**Extract provided:**
Pubs and bars achieved solid drinks sales in the first half of May as consumers enjoyed successive Bank Holiday weekends—but with inflation still in double digits, real-terms growth remains elusive.

CGA by NIQ’s Drinks Recovery Tracker reveals a 5% increase in drinks sales in managed venues in the week to last Saturday (13 May), compared to the same week in 2022. Trading flourished on the Sunday and Monday of the special long Coronation weekend (7 and 8 May). However, it softened in the aftermath, with a double whammy of cool weather and rail strikes pushing sales from Tuesday to Saturday (9 to 13 May) well below the levels of last year. Last week’s trading followed a solid fortnight in late April and early May, the Tracker shows. Sales in the week to Saturday 29 April were almost exactly level with the same week in 2022—completing a solid if unspectacular first quarter of the year. Over the following seven days to Saturday 6 May, which included the May Day Bank Holiday, they were up by 9%. While cumulative figures for the last three weeks represent a decent year-on-year improvement, all three are below the current rate of inflation. They are in line with the modest growth in managed groups’ total sales that has been recorded by the Coffer CGA Business Tracker since the start of 2023. Sales by drinks category in the most recent week followed the patterns set in the first quarter of this year. Wine sales were 7% up on the same week in 2022 in another strong year-on-year performance—albeit against weak comparatives. Beer (up 7%), cider (up 5%) and soft drinks (up 5%) all enjoyed a strong Coronation weekend but then dipped. Spirits sales were up by only 1% as the category continued to struggle against 2022, when many consumers were celebrating the full post-COVID-19 reopening of the On Premise with cocktails and shots. “After a bumper Coronation weekend it was no great surprise to see something of a sales hangover in the days that followed,” says Jonathan Jones, CGA’s managing director, UK and Ireland. “Consumers are clearly keeping a close eye on their spending in all areas, especially since we’ve enjoyed three Bank Holidays in five weeks. But with all our consumer research pointing to a desire to prioritise spending on eating and drinking out over other discretionary areas, we can be cautiously optimistic of more solid growth as we move into the summer.”

**Given entries:**
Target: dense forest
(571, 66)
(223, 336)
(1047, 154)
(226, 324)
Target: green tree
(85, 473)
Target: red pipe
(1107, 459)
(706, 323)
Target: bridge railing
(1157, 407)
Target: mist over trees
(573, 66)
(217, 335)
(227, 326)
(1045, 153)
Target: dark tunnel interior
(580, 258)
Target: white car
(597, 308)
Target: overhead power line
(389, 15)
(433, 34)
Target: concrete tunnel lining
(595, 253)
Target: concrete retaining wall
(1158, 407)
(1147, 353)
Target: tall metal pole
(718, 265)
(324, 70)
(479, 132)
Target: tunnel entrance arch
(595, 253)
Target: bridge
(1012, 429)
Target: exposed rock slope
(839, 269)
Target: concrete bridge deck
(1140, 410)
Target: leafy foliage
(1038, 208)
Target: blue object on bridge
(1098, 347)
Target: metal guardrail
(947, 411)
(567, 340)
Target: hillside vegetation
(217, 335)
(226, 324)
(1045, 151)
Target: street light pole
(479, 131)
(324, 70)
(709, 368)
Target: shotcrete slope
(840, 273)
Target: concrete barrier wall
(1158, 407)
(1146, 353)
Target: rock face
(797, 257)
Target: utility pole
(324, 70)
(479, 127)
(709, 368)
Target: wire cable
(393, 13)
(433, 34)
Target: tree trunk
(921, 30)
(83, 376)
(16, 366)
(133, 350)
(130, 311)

**Your objective:**
Answer these questions using the text on pub and bar drinks sales.
1. By what percentage did drinks sales in managed venues rise in the week to 13 May compared with the same week in 2022?
2. Which two factors pushed sales from Tuesday to Saturday (9 to 13 May) well below last year's levels?
3. By how much were spirits sales up in the most recent week?

**Result below:**
1. 5%
2. Cool weather and rail strikes
3. 1%